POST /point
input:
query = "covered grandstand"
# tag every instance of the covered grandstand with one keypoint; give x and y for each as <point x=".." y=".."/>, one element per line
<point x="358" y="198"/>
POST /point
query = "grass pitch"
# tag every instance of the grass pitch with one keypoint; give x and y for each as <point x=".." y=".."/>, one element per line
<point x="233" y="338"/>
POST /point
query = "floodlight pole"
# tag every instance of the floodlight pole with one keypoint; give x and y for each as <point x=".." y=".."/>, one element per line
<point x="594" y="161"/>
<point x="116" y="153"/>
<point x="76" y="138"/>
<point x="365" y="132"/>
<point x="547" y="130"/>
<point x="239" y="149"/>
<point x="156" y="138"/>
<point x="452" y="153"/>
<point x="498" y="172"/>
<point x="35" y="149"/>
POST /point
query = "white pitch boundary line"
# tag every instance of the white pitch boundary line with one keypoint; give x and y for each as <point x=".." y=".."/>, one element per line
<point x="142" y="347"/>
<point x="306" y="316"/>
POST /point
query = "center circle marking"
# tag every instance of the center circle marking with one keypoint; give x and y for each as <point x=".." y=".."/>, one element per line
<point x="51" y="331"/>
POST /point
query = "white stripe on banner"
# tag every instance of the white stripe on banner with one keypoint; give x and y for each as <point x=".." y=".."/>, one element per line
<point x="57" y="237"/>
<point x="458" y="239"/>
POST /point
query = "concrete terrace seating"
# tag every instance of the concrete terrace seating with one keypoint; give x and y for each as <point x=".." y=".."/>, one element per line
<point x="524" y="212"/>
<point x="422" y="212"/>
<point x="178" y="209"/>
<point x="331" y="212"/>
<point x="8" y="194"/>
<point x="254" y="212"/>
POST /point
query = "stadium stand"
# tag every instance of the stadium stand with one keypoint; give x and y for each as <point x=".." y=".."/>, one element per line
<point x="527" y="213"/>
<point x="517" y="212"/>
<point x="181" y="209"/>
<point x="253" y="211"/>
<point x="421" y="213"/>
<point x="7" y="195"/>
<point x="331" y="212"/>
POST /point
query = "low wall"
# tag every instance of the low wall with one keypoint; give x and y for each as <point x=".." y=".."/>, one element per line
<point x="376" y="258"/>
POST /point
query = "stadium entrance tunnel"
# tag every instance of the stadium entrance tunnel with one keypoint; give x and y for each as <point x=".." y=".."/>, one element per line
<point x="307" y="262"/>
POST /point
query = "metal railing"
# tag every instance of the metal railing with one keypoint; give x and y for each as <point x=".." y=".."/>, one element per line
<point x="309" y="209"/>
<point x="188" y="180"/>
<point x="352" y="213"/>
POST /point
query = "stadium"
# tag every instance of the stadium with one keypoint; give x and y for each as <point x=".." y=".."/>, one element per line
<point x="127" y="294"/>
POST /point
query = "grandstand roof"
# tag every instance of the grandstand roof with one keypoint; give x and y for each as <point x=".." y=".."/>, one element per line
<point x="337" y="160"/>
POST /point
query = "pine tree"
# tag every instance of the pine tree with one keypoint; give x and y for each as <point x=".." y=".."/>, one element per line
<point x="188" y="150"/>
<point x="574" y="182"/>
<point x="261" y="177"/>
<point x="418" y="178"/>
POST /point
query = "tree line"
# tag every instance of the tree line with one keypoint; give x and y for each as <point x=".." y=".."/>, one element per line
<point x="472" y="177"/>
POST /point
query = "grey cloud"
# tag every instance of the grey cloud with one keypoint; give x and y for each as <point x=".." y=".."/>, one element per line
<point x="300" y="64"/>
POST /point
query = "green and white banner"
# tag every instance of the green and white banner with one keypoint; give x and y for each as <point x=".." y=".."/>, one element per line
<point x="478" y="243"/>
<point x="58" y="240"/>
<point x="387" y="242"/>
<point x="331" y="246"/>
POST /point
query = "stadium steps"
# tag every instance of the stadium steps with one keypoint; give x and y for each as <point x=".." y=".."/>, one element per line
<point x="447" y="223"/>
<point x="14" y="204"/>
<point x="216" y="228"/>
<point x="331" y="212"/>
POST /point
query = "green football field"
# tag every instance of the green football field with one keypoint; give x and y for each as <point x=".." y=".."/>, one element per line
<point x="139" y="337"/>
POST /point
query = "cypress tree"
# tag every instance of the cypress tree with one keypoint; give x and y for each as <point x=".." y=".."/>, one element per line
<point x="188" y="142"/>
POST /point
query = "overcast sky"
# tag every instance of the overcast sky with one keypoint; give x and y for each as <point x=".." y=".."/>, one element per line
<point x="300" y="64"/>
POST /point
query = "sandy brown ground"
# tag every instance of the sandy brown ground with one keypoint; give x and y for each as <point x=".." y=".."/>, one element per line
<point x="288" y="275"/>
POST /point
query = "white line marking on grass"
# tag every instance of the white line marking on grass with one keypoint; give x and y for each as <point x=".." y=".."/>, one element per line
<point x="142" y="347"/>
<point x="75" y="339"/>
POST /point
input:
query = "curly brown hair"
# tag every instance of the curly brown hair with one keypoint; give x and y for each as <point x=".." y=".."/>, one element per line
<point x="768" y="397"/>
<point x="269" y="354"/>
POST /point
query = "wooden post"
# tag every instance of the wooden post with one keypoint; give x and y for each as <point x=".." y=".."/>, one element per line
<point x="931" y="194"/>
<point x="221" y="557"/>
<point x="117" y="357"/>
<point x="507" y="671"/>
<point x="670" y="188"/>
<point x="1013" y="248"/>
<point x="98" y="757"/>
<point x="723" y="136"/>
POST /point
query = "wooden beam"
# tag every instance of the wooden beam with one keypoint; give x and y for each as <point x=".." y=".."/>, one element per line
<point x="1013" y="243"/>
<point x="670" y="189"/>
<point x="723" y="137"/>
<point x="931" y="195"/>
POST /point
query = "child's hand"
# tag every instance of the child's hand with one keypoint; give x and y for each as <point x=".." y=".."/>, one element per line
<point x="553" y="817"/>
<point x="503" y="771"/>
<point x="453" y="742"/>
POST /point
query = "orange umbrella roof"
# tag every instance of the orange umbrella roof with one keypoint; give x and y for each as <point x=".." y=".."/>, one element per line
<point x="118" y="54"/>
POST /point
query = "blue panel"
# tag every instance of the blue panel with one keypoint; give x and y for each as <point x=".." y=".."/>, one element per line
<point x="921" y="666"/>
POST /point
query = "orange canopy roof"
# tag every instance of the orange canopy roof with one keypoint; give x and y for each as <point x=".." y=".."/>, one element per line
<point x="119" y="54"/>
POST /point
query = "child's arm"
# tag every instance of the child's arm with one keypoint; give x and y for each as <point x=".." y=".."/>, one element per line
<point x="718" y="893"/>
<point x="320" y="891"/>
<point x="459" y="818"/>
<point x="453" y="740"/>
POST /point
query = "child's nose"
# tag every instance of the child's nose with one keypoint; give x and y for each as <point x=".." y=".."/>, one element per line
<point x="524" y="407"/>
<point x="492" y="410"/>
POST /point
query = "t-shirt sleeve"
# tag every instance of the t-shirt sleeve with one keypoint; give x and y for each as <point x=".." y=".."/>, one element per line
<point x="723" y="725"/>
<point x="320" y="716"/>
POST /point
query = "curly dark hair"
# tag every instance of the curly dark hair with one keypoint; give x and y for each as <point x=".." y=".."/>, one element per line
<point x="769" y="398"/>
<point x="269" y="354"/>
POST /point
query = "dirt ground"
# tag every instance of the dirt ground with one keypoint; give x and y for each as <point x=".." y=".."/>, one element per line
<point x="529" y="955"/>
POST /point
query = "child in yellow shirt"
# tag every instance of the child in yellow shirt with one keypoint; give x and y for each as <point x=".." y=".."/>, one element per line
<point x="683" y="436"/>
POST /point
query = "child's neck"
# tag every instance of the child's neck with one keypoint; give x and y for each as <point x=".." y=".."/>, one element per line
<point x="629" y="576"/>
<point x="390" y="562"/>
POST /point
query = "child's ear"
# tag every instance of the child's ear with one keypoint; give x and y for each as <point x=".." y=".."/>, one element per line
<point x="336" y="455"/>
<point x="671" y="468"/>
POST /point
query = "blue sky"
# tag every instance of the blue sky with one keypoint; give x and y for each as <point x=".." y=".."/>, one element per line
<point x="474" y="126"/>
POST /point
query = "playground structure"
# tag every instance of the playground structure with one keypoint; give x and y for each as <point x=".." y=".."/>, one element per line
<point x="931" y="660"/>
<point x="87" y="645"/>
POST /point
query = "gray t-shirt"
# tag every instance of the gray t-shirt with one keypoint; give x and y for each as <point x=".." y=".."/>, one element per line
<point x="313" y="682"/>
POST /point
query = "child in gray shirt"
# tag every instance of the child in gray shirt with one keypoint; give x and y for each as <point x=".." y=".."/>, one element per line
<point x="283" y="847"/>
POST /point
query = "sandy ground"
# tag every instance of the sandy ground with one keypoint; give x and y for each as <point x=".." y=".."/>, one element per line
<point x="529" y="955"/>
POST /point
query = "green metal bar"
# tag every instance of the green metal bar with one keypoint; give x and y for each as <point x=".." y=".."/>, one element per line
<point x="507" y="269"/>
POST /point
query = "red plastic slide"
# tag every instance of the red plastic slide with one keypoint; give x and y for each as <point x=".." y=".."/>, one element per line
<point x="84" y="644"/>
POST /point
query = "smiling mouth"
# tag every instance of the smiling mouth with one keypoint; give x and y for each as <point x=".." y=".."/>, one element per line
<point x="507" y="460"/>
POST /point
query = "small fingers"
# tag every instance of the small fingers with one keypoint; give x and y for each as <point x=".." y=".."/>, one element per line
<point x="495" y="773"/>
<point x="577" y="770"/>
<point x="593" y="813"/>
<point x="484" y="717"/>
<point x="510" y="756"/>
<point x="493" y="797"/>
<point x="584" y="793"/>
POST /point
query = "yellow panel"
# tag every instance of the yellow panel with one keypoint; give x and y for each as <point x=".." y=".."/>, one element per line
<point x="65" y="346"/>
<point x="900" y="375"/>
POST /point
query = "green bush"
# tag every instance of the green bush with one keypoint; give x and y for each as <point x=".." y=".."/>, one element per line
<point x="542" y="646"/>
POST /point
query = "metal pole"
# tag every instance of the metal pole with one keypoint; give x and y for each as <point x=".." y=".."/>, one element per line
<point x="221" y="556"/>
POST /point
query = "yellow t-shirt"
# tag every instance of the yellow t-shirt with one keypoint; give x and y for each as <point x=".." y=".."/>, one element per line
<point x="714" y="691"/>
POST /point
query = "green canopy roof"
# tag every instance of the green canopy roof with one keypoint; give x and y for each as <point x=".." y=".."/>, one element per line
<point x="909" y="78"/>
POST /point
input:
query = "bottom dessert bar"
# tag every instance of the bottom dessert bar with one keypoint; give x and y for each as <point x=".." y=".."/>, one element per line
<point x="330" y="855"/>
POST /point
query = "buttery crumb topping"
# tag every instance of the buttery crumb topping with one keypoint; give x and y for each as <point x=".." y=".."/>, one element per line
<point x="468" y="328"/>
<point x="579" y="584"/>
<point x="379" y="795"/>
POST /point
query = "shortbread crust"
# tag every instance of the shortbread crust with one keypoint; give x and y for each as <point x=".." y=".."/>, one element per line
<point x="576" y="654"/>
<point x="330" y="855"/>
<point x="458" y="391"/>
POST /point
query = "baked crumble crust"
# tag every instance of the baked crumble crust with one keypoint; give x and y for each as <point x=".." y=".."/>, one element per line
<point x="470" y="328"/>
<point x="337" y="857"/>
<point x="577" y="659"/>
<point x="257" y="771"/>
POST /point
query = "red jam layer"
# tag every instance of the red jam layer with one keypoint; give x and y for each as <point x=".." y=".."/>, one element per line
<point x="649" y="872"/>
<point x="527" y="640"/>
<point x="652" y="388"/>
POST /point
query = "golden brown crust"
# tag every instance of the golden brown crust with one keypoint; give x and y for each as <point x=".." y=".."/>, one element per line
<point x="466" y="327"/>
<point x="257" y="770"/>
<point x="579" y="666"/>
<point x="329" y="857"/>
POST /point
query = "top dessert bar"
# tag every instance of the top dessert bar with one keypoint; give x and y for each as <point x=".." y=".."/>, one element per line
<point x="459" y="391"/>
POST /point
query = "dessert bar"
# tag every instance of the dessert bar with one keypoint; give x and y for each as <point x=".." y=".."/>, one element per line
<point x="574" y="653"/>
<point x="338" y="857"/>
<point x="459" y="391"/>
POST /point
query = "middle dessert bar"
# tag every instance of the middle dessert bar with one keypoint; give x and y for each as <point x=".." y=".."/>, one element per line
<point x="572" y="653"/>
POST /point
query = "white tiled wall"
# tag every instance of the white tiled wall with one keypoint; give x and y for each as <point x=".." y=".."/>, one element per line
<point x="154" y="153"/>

▶ _Task instructions_
Pull out each line in the items above that contains the string "shortbread", and copy those lines. Uppercase and lowercase letters count as different.

▶ _Written solution_
query = "shortbread crust"
# tag every instance of the shortbread crust with one keypoint; give x and y for each as <point x=".." y=".."/>, one element per line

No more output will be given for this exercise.